TO DO: Rewrite in full everything from the line containing "In this exercise you will mark each instance of the pearly-eyed" down to the end of the entries, shifting each coordinate in the answers by adding 65 to it.

AVAILABLE RECORDS:
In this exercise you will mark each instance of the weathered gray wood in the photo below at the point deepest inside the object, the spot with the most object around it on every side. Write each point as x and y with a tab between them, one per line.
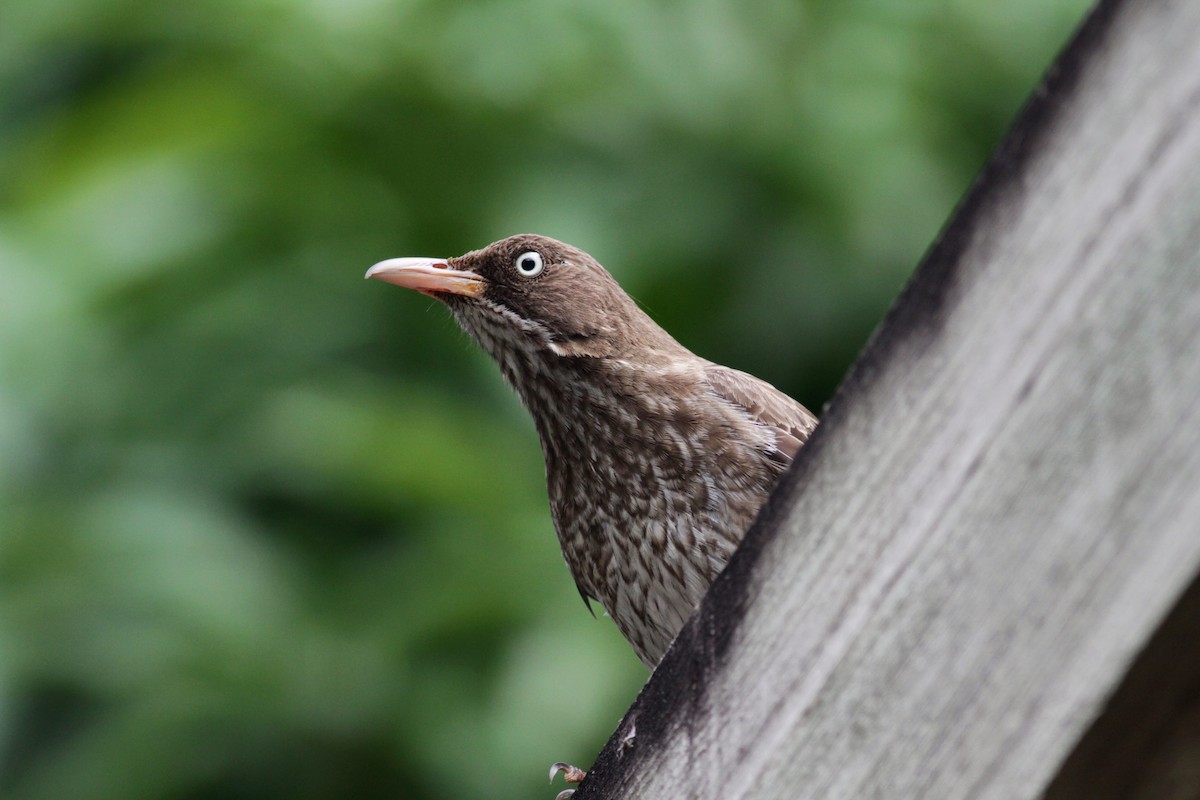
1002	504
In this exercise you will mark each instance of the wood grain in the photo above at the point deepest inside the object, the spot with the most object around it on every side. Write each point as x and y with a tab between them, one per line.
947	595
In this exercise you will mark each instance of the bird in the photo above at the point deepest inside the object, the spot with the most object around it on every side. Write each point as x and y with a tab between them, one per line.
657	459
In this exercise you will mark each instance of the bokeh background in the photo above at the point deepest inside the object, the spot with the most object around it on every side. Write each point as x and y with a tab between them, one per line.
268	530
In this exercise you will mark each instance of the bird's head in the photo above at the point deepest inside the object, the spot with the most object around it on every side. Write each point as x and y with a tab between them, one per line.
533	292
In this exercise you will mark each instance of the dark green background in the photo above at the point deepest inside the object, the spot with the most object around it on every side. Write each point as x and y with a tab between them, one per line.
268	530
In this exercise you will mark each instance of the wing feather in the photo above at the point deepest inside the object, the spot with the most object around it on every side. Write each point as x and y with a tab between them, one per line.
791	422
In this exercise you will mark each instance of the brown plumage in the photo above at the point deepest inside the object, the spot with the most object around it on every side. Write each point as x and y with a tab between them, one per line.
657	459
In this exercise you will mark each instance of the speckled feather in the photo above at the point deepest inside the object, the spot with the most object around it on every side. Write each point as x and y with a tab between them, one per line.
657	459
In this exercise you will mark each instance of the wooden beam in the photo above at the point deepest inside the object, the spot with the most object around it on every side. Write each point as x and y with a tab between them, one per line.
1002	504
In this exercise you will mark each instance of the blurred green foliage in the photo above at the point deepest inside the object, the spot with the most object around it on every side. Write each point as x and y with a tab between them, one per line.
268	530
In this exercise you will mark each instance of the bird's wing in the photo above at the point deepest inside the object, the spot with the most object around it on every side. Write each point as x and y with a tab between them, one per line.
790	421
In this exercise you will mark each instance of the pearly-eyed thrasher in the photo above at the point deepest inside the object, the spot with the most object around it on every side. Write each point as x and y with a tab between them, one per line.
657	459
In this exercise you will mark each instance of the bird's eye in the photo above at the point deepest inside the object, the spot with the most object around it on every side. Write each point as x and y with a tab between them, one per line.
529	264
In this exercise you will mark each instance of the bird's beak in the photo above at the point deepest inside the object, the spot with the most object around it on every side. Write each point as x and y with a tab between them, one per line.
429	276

THE RESPONSE:
In this exercise you will mark each instance of the pearly-eyed thrasher in the photo above at the point deepest inside the object, the spot with the most object around it on every side. Write each point as x and y with a tab between them, one per line.
722	524
In this exercise you will mark each instance of the bird's eye in the photo above at the point deepest inside the object, the spot with the most object around it on every side. Write each point as x and y with a tab between them, one per line.
594	329
In this exercise you will mark each instance of the bird's beak in the photo above at the point deepest inside the object, the spot with the most object around it on every side. Write each point as x and y with a tab between them, one per line.
494	341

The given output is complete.